There are in general only two classes of citizen: that of the landowners to whom all the land and all the products belong; and that of the paid workers who, having neither land nor produce of their own, subsist on the wages that are due for their work.
The first class can easily contribute; since, with all the products belonging to it, if it does not have all the money, it has more than the equivalent* and besides it passes entirely through its hands.
The second class would not be able to do so. It cannot provide subsistence to those who work, because it has absolutely no products of its own. It cannot give them the money they need to buy their subsistence, because the only money it has is its wages; and these wages, reduced to the lowest level by competition, are no more than the exact amount it needs to subsist itself.
Let us stand in the shoes of people who have none of our prejudices, will the first idea that occurs to people such as I have conjured up be to say: “Those who have nothing must contribute to public expenditure like those who possess something”; or else, “Those who have their arms and their hard work as their sole possessions must contribute to public expenditure the money they do not possess?” Now the class of wage earners only earns the money needed for its subsistence, so putting a tax on it is wanting it to pay with money it does not have.
Taxes on industry seem reasonable and fair to us, because, without having thought of the matter, we judge them reasonable and fair whenever they are in the established order. However, this order is often only an abuse. Our behaviour proves it, even when we do not wish to agree.
Indeed, if we go to the merchants on whom a new tax has been imposed, we are not surprised if they want to sell for a higher price. We even reckon that they have good reason, and we pay the price they demand. So we are contradicting ourselves; we want the merchants to contribute to public expenditure, and when they have contributed, we want to reimburse them. Would it not be easier for us to undertake all this expenditure ourselves?
But there are merchants and artisans who are making themselves wealthy. There, no doubt, you have what sustains our prejudice. Well, let us make them contribute, they will ensure that they are reimbursed. It is therefore impossible for them to contribute.
■ ■ ■ ■
- [Directive 1]
Please put the records into a JSON list of strings, one string per line with blank lines left out, beginning at the line that contains "woman's eyebrow, one" and ending with the last line of the records.
- [Directive 2]
Write what comes next in the passage on who should bear taxes, starting after its final sentence.
The passage on taxation and the records come from two unrelated sources.
■ ■ ■ ■
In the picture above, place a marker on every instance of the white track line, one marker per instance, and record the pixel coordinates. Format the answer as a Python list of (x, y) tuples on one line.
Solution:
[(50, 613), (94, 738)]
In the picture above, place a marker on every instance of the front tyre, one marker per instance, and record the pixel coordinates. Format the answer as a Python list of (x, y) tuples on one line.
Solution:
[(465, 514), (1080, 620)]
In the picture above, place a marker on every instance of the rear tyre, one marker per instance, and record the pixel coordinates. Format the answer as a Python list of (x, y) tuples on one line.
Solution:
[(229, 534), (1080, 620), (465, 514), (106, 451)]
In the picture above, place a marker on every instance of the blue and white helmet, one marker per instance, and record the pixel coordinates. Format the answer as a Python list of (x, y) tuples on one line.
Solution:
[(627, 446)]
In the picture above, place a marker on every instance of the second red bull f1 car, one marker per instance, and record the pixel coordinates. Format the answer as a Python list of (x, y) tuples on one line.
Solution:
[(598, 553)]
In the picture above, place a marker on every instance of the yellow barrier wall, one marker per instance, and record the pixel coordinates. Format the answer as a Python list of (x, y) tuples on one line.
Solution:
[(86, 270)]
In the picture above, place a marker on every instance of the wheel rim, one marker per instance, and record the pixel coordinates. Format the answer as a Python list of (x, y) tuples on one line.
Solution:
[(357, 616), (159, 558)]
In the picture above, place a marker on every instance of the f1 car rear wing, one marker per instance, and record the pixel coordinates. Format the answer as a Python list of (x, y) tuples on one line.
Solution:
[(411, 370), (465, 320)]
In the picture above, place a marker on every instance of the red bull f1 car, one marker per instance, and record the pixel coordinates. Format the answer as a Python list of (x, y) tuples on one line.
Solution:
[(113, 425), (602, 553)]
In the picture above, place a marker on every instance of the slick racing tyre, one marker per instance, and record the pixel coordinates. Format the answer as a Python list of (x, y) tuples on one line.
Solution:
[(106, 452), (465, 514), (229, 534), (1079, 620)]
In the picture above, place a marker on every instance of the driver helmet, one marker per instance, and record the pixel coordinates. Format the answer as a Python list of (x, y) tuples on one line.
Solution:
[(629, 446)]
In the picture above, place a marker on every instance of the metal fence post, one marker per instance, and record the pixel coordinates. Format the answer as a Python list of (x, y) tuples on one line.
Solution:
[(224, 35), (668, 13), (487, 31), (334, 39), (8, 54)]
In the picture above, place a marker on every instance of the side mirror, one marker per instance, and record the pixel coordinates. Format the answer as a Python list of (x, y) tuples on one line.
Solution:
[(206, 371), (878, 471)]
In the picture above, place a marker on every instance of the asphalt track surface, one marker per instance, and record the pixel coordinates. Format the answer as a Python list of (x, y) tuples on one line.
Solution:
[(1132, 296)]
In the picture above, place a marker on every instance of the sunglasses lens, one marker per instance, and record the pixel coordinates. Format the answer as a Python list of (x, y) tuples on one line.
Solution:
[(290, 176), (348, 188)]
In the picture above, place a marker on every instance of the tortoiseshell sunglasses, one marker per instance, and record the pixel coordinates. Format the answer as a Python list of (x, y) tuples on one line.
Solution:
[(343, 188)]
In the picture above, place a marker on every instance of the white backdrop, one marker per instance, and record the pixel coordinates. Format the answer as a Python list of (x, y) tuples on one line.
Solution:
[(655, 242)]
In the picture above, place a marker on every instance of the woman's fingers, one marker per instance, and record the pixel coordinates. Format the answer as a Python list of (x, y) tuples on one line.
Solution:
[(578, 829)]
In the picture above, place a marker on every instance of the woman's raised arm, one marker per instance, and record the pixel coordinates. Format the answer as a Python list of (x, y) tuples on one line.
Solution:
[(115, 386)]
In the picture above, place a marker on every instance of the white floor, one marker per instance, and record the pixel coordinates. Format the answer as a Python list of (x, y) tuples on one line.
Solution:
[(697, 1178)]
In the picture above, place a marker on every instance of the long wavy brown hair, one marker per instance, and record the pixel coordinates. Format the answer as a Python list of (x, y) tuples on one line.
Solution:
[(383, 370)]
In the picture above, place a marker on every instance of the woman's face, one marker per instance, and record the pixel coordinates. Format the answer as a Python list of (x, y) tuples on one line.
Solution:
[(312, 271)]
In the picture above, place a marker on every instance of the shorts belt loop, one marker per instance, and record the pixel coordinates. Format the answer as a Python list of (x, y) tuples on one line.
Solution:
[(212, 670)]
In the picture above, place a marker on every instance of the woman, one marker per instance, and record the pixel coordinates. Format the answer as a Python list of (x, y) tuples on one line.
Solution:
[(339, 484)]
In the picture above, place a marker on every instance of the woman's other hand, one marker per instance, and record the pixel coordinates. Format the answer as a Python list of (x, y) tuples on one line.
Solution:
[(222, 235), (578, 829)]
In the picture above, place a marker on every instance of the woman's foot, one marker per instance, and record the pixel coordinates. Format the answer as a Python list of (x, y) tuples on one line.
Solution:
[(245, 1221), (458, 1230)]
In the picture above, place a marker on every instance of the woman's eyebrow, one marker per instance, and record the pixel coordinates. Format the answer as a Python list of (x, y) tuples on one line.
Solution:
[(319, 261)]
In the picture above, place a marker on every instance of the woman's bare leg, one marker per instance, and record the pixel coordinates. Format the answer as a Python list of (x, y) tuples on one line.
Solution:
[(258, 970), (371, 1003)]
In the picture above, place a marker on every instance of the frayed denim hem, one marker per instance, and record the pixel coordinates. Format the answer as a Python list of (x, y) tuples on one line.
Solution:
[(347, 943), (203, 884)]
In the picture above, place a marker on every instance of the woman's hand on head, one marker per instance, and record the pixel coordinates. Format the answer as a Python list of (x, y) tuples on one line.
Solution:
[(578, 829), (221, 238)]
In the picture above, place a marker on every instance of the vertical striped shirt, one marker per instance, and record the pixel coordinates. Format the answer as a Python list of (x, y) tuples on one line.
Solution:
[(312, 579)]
■ ■ ■ ■
- [Written answer 1]
[
  "In the picture above, place a marker on every instance of the woman's eyebrow, one marker per instance, and record the pixel coordinates. Format the answer as a Python list of (x, y) tuples on one line.",
  "Solution:",
  "[(319, 261)]",
  "In the picture above, place a marker on every instance of the woman's bare leg, one marker per instance, and record the pixel coordinates. Format the answer as a Python list of (x, y) tuples on one line.",
  "Solution:",
  "[(258, 970), (371, 1003)]",
  "In the picture above, place a marker on every instance of the frayed denim hem, one marker per instance, and record the pixel coordinates. Format the answer as a Python list of (x, y) tuples on one line.",
  "Solution:",
  "[(347, 943), (203, 884)]",
  "In the picture above, place a marker on every instance of the woman's hand on head, one marker per instance, and record the pixel coordinates. Format the answer as a Python list of (x, y) tuples on one line.",
  "Solution:",
  "[(578, 829), (221, 238)]",
  "In the picture above, place a marker on every instance of the vertical striped shirt, one marker per instance, and record the pixel coordinates. Format the answer as a Python list of (x, y) tuples on one line.",
  "Solution:",
  "[(312, 579)]"
]

- [Written answer 2]
You will probably say that, with the need they have to sell, they will not always succeed in being reimbursed in proportion to the taxes; and that consequently they will bear a part of them.
That may be: but it should be noted that the portion on which they remain taxed will be taken from their wage, and that as a result they will be reduced to consuming less than they would have done. So there you have, in a state such as France, several millions of citizens who are forced to cut back on their consumption. Now I ask whether the land will return the same income, when people sell a smaller amount of their produce to several million citizens. So whether the wage-earners are totally reimbursed, or whether they are only partially reimbursed, it is clear that, in the one case as in the other, the tax that one places on them falls equally on the owners.
Indeed, the landowners must certainly pay for the wage-earning class, since it is the landowners who pay the wages. In a word, no matter how one approaches it, they must pay everything.
Either the country which a nation inhabits supplies in plenty all that is necessary for its citizens’ requirements; or it provides only a part of that, no matter what care one takes over cultivating the land.
In the first case, the nation which is rich through its soil is self-sufficient. But the products which are its entire wealth belong totally and solely to the owners of the lands. So this class alone can bear all public expenditure.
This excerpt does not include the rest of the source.